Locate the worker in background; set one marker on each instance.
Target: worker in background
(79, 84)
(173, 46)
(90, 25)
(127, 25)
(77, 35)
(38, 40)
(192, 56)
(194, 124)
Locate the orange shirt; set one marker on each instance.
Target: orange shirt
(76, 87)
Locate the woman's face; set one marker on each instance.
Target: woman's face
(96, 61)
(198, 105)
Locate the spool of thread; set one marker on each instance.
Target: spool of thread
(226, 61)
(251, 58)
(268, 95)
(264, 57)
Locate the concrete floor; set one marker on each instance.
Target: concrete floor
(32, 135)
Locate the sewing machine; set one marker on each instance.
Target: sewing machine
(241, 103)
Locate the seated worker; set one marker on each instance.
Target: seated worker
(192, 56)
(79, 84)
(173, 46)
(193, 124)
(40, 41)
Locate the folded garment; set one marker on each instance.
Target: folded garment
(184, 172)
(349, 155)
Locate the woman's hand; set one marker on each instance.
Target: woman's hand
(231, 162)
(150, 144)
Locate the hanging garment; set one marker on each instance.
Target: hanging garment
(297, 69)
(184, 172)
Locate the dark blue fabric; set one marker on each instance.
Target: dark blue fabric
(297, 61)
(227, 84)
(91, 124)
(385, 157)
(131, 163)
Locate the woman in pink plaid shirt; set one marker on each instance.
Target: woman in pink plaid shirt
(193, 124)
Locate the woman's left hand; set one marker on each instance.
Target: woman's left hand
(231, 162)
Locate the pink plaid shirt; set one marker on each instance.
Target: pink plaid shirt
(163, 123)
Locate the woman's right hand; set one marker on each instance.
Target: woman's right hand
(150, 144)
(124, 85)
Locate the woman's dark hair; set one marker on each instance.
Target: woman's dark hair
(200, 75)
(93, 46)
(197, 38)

☆ ☆ ☆

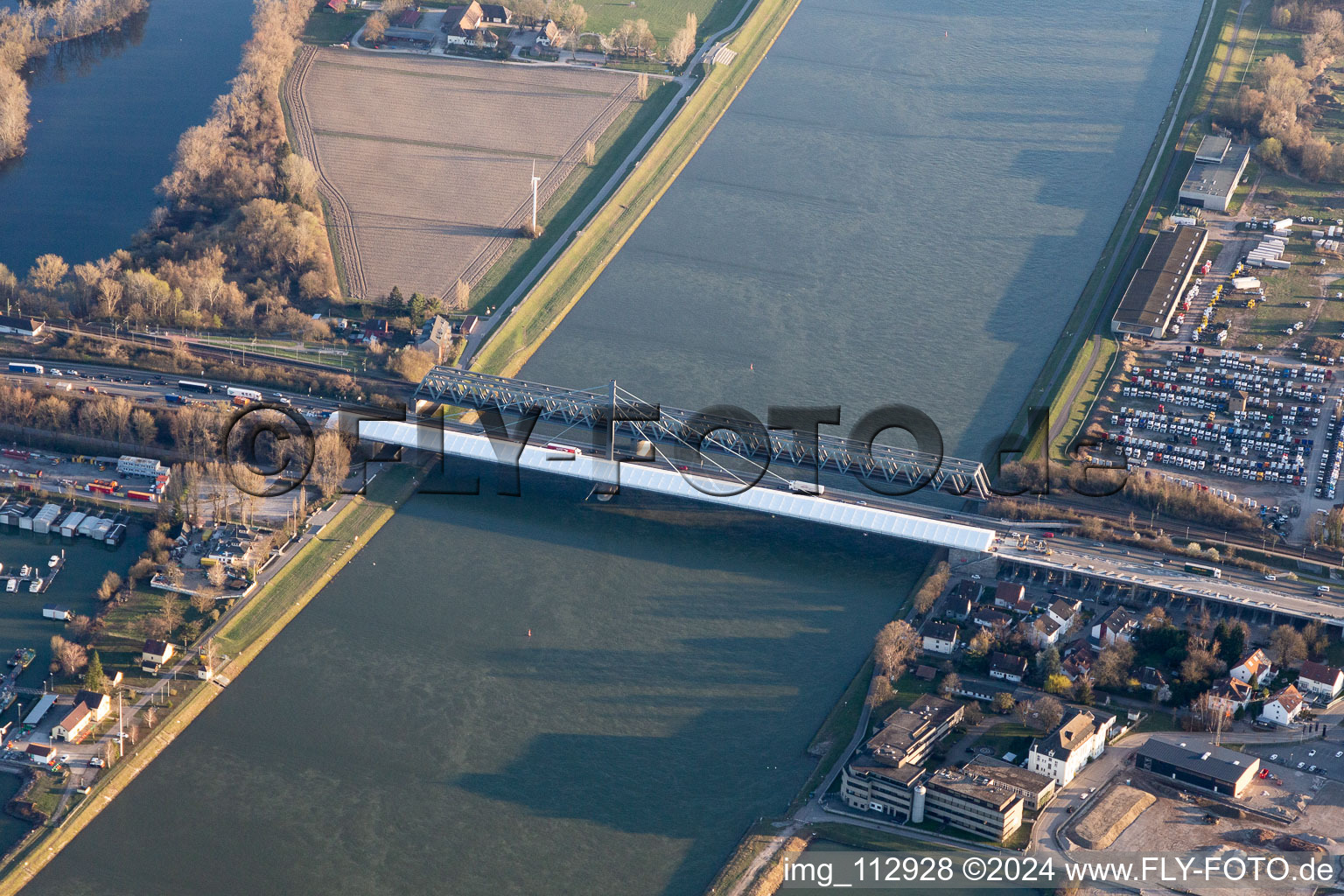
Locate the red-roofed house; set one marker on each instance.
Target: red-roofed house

☆ ☆ ☆

* _Exercise_: Gather every line from the items above that contains the string "thread", and copy each one in full.

* _Response_:
Locate the spool of thread; set one marker on each instance.
Target: spool of thread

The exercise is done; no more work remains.